## Task goal
Print the material below without changing a character, starting at the line that contains "Args: query, the phrase to segment: <item>window" and stopping after the line that contains "M194 345L196 462L783".

## Available records
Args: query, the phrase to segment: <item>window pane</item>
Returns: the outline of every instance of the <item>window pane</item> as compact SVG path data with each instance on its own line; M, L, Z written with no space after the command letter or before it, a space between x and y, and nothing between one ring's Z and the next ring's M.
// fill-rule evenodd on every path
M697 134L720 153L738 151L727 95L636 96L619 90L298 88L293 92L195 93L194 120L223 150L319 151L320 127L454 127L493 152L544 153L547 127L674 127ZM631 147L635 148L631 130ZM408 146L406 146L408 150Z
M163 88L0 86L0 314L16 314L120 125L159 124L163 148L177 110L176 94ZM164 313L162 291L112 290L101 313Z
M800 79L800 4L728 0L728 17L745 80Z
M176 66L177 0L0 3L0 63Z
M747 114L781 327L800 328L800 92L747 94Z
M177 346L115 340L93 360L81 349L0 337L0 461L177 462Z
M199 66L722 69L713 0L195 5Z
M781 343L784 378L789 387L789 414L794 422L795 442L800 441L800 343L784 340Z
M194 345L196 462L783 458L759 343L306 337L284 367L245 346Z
...
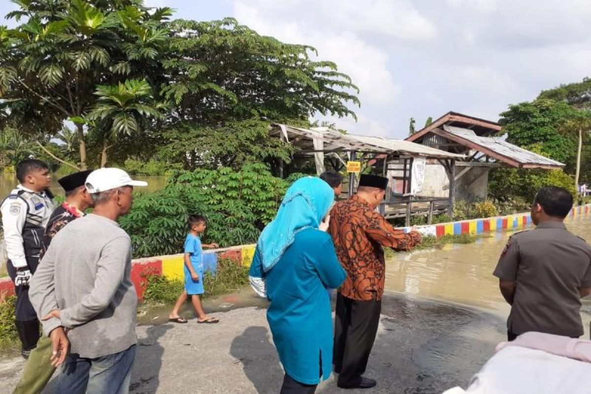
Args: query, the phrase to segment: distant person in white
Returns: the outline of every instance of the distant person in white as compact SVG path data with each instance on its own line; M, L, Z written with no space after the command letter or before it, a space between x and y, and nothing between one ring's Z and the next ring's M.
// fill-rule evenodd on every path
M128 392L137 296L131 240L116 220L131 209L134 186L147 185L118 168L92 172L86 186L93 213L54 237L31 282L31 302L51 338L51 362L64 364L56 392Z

## Output
Args: query, the phrase to segment: <item>window pane</item>
Returns: the outline of every instance of the <item>window pane</item> as compact SVG path data with each instance on its own line; M, L, Z written with no space after the command letter or before it, a space between x and y, and nothing between one ring's Z and the next ring's M.
// fill-rule evenodd on every path
M697 134L720 153L738 151L727 95L636 96L619 90L298 88L293 92L195 93L194 120L223 150L319 151L320 127L454 127L493 152L544 153L547 127L674 127ZM631 147L635 148L631 130ZM408 146L406 146L408 150Z
M163 88L0 86L0 314L16 314L120 125L159 124L163 148L177 110L176 94ZM164 313L162 291L112 290L101 313Z
M800 79L800 4L728 0L728 17L745 80Z
M176 66L177 0L0 3L0 63Z
M747 114L781 327L800 328L800 92L747 94Z
M177 346L115 340L93 360L81 349L0 337L0 461L177 462Z
M199 66L722 69L713 0L195 5Z
M781 343L784 378L789 387L789 414L794 422L795 442L800 441L800 343L784 340Z
M194 345L196 462L783 458L759 343L306 337L284 367L245 346Z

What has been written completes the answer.